Objective. Can you echo the material below word for word, starting at its first line and ending at the line that contains "top-left (249, 70), bottom-right (343, 167)", with that line included?

Working data.
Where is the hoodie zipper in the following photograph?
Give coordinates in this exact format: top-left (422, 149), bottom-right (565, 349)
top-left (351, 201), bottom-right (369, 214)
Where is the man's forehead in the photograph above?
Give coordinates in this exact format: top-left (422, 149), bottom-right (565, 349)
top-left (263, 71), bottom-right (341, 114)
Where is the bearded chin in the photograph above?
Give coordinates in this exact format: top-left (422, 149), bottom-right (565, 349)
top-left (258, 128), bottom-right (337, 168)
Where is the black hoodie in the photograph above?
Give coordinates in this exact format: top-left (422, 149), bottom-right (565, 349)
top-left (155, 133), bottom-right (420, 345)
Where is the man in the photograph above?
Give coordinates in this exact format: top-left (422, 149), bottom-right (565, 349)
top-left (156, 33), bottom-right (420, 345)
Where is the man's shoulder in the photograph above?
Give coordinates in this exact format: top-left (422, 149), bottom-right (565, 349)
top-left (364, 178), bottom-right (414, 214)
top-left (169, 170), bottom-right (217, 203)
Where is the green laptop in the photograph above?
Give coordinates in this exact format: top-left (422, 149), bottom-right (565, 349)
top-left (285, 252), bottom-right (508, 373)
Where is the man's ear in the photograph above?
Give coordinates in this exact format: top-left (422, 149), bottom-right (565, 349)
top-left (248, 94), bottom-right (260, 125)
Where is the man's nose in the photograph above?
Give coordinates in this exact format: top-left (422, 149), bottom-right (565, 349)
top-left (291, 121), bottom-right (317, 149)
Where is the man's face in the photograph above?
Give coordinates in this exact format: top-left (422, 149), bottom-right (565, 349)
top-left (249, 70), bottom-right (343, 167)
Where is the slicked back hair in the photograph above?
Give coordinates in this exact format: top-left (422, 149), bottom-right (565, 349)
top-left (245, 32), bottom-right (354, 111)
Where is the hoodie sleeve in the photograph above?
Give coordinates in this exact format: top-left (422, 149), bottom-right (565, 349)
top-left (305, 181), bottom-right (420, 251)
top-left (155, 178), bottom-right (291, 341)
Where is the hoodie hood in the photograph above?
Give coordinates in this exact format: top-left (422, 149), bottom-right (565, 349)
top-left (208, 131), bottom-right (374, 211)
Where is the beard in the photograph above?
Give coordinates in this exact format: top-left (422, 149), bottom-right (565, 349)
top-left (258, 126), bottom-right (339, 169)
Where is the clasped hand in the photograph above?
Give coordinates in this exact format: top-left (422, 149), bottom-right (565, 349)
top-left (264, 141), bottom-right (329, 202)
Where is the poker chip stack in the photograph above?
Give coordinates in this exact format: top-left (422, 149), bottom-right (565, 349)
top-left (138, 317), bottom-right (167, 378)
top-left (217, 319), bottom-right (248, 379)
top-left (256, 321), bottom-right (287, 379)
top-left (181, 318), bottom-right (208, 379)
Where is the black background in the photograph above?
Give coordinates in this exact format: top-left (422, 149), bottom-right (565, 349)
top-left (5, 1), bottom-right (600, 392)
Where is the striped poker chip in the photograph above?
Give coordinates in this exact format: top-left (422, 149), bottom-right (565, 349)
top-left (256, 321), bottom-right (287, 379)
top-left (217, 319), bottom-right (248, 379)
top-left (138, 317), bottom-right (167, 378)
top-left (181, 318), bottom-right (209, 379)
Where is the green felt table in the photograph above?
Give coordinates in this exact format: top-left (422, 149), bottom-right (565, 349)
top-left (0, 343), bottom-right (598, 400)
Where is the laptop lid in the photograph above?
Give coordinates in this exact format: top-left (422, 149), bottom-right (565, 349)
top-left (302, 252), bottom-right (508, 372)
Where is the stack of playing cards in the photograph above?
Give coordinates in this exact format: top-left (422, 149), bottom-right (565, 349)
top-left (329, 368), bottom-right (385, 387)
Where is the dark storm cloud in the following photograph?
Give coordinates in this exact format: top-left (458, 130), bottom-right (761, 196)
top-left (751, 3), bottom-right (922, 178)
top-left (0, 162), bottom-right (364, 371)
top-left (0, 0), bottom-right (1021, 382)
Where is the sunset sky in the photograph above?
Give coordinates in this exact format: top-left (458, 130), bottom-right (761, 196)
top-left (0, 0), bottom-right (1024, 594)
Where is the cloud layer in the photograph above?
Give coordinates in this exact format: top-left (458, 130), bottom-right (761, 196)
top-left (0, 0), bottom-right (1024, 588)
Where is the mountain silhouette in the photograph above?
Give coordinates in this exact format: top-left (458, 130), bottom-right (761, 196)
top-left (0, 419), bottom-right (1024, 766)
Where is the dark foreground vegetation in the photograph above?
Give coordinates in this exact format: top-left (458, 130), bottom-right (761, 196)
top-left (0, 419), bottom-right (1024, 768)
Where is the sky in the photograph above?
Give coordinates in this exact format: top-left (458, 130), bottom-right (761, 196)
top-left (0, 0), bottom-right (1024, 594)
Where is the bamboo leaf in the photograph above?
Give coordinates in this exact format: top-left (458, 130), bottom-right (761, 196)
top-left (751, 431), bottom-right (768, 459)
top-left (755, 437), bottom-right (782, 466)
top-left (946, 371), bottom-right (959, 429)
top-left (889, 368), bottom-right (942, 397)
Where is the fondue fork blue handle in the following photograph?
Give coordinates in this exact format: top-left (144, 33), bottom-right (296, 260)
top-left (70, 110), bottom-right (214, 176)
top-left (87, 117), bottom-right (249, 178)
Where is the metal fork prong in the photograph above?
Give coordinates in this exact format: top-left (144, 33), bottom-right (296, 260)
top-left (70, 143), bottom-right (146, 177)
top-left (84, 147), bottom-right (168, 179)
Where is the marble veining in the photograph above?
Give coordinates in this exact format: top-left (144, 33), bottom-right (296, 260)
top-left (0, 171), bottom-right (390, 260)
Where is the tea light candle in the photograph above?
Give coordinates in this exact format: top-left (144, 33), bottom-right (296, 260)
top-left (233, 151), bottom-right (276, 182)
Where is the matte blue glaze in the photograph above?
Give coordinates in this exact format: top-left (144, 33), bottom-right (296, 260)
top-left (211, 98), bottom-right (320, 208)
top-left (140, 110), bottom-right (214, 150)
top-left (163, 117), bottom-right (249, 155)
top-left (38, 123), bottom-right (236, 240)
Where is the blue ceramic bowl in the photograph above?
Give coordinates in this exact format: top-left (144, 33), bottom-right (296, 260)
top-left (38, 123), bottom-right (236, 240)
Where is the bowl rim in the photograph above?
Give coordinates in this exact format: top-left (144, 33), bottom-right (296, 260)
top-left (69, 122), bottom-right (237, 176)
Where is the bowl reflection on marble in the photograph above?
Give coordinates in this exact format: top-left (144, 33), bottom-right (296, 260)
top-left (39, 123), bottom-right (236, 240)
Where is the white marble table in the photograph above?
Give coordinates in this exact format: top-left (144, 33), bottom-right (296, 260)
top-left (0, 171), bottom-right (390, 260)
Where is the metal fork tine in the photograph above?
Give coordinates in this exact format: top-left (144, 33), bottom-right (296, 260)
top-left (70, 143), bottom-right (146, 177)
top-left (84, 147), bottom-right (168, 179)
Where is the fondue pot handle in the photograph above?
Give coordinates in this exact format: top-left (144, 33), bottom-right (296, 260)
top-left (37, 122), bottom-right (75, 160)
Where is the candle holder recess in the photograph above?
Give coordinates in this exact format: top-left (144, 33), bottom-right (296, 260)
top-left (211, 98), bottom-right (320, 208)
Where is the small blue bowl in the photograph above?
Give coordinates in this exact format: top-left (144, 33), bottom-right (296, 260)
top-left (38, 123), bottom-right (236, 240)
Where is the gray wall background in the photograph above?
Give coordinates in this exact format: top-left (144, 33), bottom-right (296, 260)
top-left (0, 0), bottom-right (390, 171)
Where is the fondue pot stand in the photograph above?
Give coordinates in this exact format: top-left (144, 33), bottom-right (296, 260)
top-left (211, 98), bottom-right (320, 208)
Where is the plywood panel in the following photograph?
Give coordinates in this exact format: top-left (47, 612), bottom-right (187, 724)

Output.
Where is the hoodie zipper in the following photograph?
Give coordinates in this exact format: top-left (422, 149), bottom-right (565, 349)
top-left (351, 201), bottom-right (369, 214)
Where is the man's forehead in the photograph above?
Give coordinates in this exact format: top-left (422, 149), bottom-right (565, 349)
top-left (263, 71), bottom-right (341, 114)
Where is the bearded chin in the photograph above?
Give coordinates in this exact format: top-left (422, 149), bottom-right (565, 349)
top-left (258, 128), bottom-right (337, 168)
Where is the black hoodie in the photograph above?
Give coordinates in this exact format: top-left (422, 149), bottom-right (565, 349)
top-left (155, 133), bottom-right (420, 345)
Where is the man in the photograph above?
Give coordinates in this exact format: top-left (422, 149), bottom-right (565, 349)
top-left (156, 33), bottom-right (420, 345)
Where is the man's shoulder in the photograph above?
Give coordinates in this exact format: top-left (422, 149), bottom-right (565, 349)
top-left (364, 178), bottom-right (414, 214)
top-left (169, 170), bottom-right (217, 203)
Where is the green laptop in the photograph above?
Give coordinates in this exact format: top-left (422, 149), bottom-right (565, 349)
top-left (285, 252), bottom-right (508, 373)
Where is the man's ear in the photograph above?
Give coordinates in this exact format: top-left (422, 149), bottom-right (565, 349)
top-left (248, 94), bottom-right (260, 125)
Where is the man's nose in the photograph above?
Give coordinates in this exact format: top-left (422, 149), bottom-right (565, 349)
top-left (291, 121), bottom-right (317, 149)
Where is the man's face in the photograph above?
Give coordinates in this exact format: top-left (422, 149), bottom-right (565, 349)
top-left (249, 70), bottom-right (343, 167)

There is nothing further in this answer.